Stored data entries
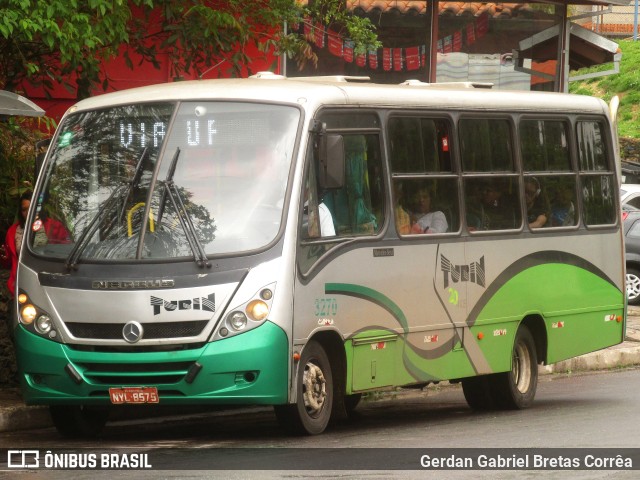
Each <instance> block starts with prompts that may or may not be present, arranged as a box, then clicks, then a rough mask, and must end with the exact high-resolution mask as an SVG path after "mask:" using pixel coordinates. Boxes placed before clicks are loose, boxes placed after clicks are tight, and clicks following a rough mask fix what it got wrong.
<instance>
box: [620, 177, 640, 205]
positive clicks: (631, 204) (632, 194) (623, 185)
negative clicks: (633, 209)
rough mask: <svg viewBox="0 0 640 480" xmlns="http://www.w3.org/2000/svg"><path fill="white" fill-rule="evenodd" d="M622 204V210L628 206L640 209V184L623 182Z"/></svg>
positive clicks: (621, 188) (621, 197) (620, 201)
mask: <svg viewBox="0 0 640 480" xmlns="http://www.w3.org/2000/svg"><path fill="white" fill-rule="evenodd" d="M620 205H622V210H626V209H627V207H635V208H638V209H640V184H635V183H623V184H622V185H620Z"/></svg>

TASK REQUIREMENTS: Output each line of the stored data entries above as a numbered list, skipping blank lines. Leave the pictures out.

TASK OUTPUT:
1. Each <instance> block starts with prompts that may or may not be present, arranged as a box, then clicks, then a rough mask, and must end with the exact high-resolution mask as an SVG path after "mask:" using pixel coordinates. Boxes placed before clicks are loose, boxes placed after clicks are tight, and clicks following a rough mask fix what it got wrong.
2. <instance>
3. box: [620, 177, 640, 205]
4. positive clicks: (631, 204) (632, 194) (623, 185)
5. negative clicks: (633, 209)
6. rough mask: <svg viewBox="0 0 640 480" xmlns="http://www.w3.org/2000/svg"><path fill="white" fill-rule="evenodd" d="M622 204V210L628 206L640 209V184L623 182Z"/></svg>
7. positive clicks: (621, 188) (621, 197) (620, 201)
8. mask: <svg viewBox="0 0 640 480" xmlns="http://www.w3.org/2000/svg"><path fill="white" fill-rule="evenodd" d="M620 205H622V210H626V209H627V207H635V208H638V209H640V184H635V183H623V184H622V185H620Z"/></svg>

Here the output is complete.